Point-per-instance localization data

== Segment start ==

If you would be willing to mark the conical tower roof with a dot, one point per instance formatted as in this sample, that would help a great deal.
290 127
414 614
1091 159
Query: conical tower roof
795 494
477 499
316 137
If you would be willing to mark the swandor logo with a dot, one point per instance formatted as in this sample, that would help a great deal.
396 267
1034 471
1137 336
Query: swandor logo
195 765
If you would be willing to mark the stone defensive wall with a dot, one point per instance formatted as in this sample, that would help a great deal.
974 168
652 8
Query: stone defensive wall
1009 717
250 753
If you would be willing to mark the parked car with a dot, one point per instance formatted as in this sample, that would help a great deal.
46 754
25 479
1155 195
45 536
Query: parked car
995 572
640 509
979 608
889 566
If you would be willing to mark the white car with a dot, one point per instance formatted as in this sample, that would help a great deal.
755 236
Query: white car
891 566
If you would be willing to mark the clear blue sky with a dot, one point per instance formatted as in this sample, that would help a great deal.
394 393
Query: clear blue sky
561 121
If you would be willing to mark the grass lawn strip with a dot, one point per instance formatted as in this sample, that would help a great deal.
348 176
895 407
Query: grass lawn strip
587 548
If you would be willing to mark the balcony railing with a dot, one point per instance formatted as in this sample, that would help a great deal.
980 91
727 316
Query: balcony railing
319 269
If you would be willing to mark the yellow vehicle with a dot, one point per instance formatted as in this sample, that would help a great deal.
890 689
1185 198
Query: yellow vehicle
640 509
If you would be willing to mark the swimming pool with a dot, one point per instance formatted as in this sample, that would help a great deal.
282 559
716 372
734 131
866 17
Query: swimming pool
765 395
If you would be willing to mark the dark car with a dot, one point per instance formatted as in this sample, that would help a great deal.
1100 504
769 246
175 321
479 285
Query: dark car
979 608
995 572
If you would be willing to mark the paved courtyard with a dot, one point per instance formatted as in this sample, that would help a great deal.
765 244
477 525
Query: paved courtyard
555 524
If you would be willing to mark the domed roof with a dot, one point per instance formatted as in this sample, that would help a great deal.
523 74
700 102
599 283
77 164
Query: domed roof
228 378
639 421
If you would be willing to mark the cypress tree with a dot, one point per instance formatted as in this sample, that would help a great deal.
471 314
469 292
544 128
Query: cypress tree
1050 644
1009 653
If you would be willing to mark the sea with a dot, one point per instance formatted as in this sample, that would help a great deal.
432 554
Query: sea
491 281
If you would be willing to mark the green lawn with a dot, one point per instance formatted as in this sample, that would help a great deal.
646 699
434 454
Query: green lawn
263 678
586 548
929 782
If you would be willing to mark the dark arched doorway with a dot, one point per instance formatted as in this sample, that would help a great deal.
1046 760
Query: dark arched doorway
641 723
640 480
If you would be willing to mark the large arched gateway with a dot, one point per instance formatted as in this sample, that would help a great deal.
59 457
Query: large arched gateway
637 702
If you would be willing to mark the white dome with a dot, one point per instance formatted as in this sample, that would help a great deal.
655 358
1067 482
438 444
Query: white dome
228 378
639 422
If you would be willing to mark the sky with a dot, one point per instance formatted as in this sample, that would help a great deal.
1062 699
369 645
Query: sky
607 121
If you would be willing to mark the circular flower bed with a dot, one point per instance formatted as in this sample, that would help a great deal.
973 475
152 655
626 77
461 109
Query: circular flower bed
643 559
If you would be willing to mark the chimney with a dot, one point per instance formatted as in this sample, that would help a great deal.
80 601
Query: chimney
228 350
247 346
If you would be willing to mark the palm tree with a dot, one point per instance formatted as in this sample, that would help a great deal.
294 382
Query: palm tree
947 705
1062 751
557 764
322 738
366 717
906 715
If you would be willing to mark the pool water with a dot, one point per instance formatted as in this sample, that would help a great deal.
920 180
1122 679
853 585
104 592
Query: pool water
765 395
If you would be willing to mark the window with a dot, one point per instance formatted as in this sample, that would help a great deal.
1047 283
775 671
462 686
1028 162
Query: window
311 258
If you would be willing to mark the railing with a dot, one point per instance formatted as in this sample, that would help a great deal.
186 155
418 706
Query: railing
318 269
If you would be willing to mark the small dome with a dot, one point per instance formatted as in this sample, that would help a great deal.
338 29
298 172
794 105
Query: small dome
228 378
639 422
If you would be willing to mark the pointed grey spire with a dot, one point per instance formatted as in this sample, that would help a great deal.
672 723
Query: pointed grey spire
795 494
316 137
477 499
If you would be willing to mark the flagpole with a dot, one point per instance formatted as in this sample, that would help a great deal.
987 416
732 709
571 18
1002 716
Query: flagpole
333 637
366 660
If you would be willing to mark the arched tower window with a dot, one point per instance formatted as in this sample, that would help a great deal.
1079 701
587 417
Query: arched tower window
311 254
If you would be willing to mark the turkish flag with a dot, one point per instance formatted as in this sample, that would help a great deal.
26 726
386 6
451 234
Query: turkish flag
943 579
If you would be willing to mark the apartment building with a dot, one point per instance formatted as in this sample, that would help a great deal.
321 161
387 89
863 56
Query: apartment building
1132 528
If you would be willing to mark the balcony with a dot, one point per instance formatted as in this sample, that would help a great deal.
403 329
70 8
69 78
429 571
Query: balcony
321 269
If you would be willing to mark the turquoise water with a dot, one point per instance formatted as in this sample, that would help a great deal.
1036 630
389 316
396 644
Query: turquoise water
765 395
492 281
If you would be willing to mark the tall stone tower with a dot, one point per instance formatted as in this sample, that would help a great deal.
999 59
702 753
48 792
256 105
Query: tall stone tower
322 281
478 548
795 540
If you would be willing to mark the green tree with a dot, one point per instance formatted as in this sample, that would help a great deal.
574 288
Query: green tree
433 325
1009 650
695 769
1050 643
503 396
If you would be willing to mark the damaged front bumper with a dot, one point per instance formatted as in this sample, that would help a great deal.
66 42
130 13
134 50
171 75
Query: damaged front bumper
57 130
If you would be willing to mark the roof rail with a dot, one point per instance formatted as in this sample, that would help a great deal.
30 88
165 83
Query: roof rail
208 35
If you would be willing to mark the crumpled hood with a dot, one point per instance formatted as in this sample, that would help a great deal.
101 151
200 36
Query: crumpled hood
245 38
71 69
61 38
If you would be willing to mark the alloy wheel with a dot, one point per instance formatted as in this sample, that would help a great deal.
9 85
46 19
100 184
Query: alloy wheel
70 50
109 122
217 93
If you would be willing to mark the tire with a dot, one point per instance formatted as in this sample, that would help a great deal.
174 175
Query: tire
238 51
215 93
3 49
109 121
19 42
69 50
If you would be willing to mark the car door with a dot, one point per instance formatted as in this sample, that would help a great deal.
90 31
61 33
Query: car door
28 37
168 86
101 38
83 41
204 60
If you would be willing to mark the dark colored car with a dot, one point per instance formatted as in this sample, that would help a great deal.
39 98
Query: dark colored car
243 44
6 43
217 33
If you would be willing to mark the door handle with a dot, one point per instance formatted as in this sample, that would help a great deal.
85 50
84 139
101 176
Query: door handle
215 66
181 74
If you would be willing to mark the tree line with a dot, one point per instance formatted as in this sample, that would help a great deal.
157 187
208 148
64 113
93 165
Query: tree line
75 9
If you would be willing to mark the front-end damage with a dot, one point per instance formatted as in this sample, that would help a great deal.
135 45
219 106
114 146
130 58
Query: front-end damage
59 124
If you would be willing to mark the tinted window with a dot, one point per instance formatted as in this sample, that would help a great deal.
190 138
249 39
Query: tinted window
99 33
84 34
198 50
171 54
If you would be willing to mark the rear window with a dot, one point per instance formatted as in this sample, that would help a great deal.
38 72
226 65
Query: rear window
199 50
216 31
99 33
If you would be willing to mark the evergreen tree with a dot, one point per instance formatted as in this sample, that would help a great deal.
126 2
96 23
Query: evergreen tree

== Segment end ==

*REQUIREMENT*
Set down all of the entries exactly, please.

*OUTPUT BELOW*
If you would be willing to mark the conical tower roof with a dot, one point per instance formatted as in this sample, that would help a great deal.
290 127
414 614
1091 159
Query: conical tower roof
795 494
477 499
316 137
If you would be willing to mark the swandor logo with a dot, one point per instance formatted as in this sample, that would help a great deal.
396 267
1034 471
1137 336
Query: swandor logo
195 765
If you would be willing to mark the stone defensive wall with a dot, one point per instance formatted as in this sample, that would help a great deal.
974 168
652 8
Query: stone defensive wall
1009 717
250 753
If you would be willing to mark the parked car with a dot, one point per instance formatted as in this sample, that would help a great deal.
46 754
25 479
1155 195
45 536
Query: parked car
995 572
640 509
979 608
889 566
If you would be willing to mark the white car with a dot, one point per instance formatted as in this sample, that would help a great deal.
755 236
Query: white car
891 566
If you would be willing to mark the clear blue sky with a dot, one point per instance formatted as in this sample, that would help a great deal.
394 393
Query: clear blue sky
561 121
If you would be willing to mark the grass lawn strip with a dot, one point per instance formatted as in this sample, that would help a great deal.
348 176
895 407
Query: grass lawn strip
587 548
If you would be willing to mark the balcony railing with a dot, one point per instance formatted as in this sample, that would help a great deal.
980 91
727 316
Query: balcony railing
319 269
If you would be willing to mark the yellow vehicle with a dot, one point per instance formatted as in this sample, that would help a great deal.
890 689
1185 198
Query: yellow vehicle
640 509
If you would be willing to mark the swimming pool with a dot, one point per instance formatted as in this sample, that would help a great deal.
282 559
716 372
734 131
866 17
Query: swimming pool
765 395
If you would be willing to mark the dark car with a dot, one point per instance formatted as in this sample, that would help a great deal.
1100 504
769 246
175 321
479 285
Query: dark car
979 608
995 572
If you would be willing to mark the paved courtyard with a dot, one point per instance formatted as in this sample, that would help a great deal.
765 244
477 525
Query: paved courtyard
555 524
If you would be willing to mark the domed roof with a dot, one point per instance formatted as in this sample, that would help a great deal.
523 74
700 102
599 283
77 164
Query: domed roof
228 378
639 421
If you would be willing to mark the cypress tree with a dot, one point per instance formatted as in this sample, that would help a great deal.
471 314
469 292
544 128
Query: cypress tree
1050 644
1009 653
If you would be willing to mark the sea with a dot, one point per instance formatted as in this sample, that would help a great deal.
432 554
Query: sea
491 281
If you would be willing to mark the green lawn with a dot, one point per instance formatted as in this sample, that would help a great deal.
646 699
434 454
Query: green lawn
263 678
586 548
929 782
If you would be willing to mark the dark arched doorway with a dot, one point per instance formatted as in this sample, that would help a great deal.
1046 760
Query: dark arched doorway
641 723
640 480
If you would be willing to mark the large arched gateway with a dot, one point per instance formatted as in this sample, that would help a great deal.
59 457
Query: large arched gateway
637 702
If you would be willing to mark the white dome with a dot, one point per instance formatted as in this sample, that would help a great deal.
655 358
1067 482
438 444
Query: white dome
228 378
639 422
If you would be willing to mark the sky with a dot, one point per instance formatted as in this sample, that would help a great deal.
1062 699
369 645
Query: sky
607 121
If you would be willing to mark the circular flower bed with a dot, one point per instance formatted as in this sample, that would help a great deal.
973 475
152 655
626 77
461 109
Query: circular flower bed
643 559
If you would be willing to mark the chimney with a dot, one point per instance formatted as in this sample, that would help a great deal.
80 601
Query: chimney
228 350
247 346
If you would be willing to mark the palm tree with a dot, one point per instance formatted as in this sample, that would help a great deal.
294 382
Query: palm tree
947 705
1062 751
557 764
322 738
366 717
906 715
If you would be willing to mark the pool water with a dot, one point per instance formatted as in this sample, that would help a great deal.
920 180
1122 679
853 585
104 592
Query: pool water
765 395
If you would be willing to mark the window with a dot, one point per instance formatted as in this sample, that would help a great deal.
1047 283
775 671
462 686
1028 162
Query: window
311 258
If you would be willing to mark the railing with a dot, one point per instance formatted as in this sample, that would help a great deal.
186 155
418 706
Query: railing
318 269
If you would be willing to mark the small dome with a dot, one point per instance formatted as in this sample, that would help a great deal.
338 29
298 172
794 105
Query: small dome
228 378
639 422
If you would be willing to mark the pointed grey spire with a dot, one point per instance formatted as in this sample, that would help a great deal.
672 723
Query: pointed grey spire
795 494
316 137
477 499
If you would be willing to mark the flagpole with a dot, one point per instance formatted as in this sample, that would help a great deal.
987 416
732 709
571 18
1002 716
Query: flagpole
333 637
366 660
If you would be willing to mark the arched tower window with a dot, one point per instance formatted as in this sample, that would help a great deal.
1079 701
587 417
Query: arched tower window
311 254
If you would be willing to mark the turkish flag with a dot, one point per instance formatted as in this sample, that would help a great deal.
26 726
386 6
451 234
Query: turkish flag
943 579
If you would be willing to mark the apartment building with a dot, one point per instance formatted as in this sample, that would help a great deal.
321 161
387 89
863 56
Query: apartment building
1132 528
If you would be willing to mark the balcony with a dot, one point per instance formatted as in this sample, that would help a great deal.
403 329
70 8
69 78
429 571
Query: balcony
321 269
If you would be willing to mark the turquoise water with a dot, one point per instance formatted as in this sample, that would help a great deal.
1036 630
389 316
396 644
Query: turquoise water
765 395
492 281
If you would be willing to mark the tall stone tower with a dot, one point per instance formatted as in this sample, that would help a great deal.
999 59
702 753
48 792
256 105
Query: tall stone tower
322 281
478 548
795 540
If you would be willing to mark the green tree with a dot, one point per instance formatted as in this sample, that would help a great deal.
574 288
Query: green tree
433 325
1009 650
695 769
1050 643
503 396
If you would be willing to mark the damaged front bumper with a dot, one point per instance formatted as in this sample, that would help a great deal.
66 42
130 13
134 50
171 75
Query: damaged front bumper
57 130
If you would be willing to mark the roof rail with a dot, one point per instance formatted as in this sample, that would help a great deal.
30 88
165 83
Query: roof rail
208 35
If you would be willing to mark the crumpled hood with a dot, one point per instance formatted as in this sample, that would help a great deal.
101 151
200 36
Query: crumpled hood
245 38
71 69
61 38
If you would be willing to mark the alloy wheel with a dot, one point per instance formatted as in this sample, that would help a great deal.
9 85
46 19
100 184
Query: alloy wheel
70 50
109 122
217 93
If you would be willing to mark the tire with a dot, one point per instance formatted as in this sample, that would help a great deal.
174 175
Query: tire
238 51
215 93
3 49
109 121
19 42
69 50
If you would be willing to mark the car door with a dot, one point per instance formatted as in this sample, that would help a great deal.
90 31
61 33
Query: car door
28 37
168 86
101 38
83 41
204 60
If you would be willing to mark the dark colored car with a dot, one point per instance formatted as in this sample, that would help a great deal.
39 98
Query: dark colored car
243 44
6 43
217 33
If you would be willing to mark the door handle with a dot, one point per instance formatted as in this sample, that would help a great deal.
85 50
84 139
101 176
Query: door handle
215 66
181 74
If you would be willing to mark the tree line with a dot, one point per instance formatted as in this sample, that would help a great deal.
157 187
208 148
64 113
93 165
Query: tree line
75 9
If you would be willing to mark the front-end damage with a dot, one point per instance formatted as in this sample, that would help a great deal.
135 45
219 106
114 146
130 58
Query: front-end damage
59 124
If you would be willing to mark the tinted window with a dot, one point per instance formatted as in this sample, that would help a great deal.
190 138
249 39
Query: tinted window
99 33
84 34
198 50
171 54
If you would be willing to mark the rear window with a dot, one point per instance formatted as in this sample, that would help a great deal.
38 72
226 65
Query: rear window
199 50
216 31
99 33
If you would be willing to mark the evergreen tree with a dot, one point per instance formatted as in this sample, that would help a great deal.
126 2
96 23
Query: evergreen tree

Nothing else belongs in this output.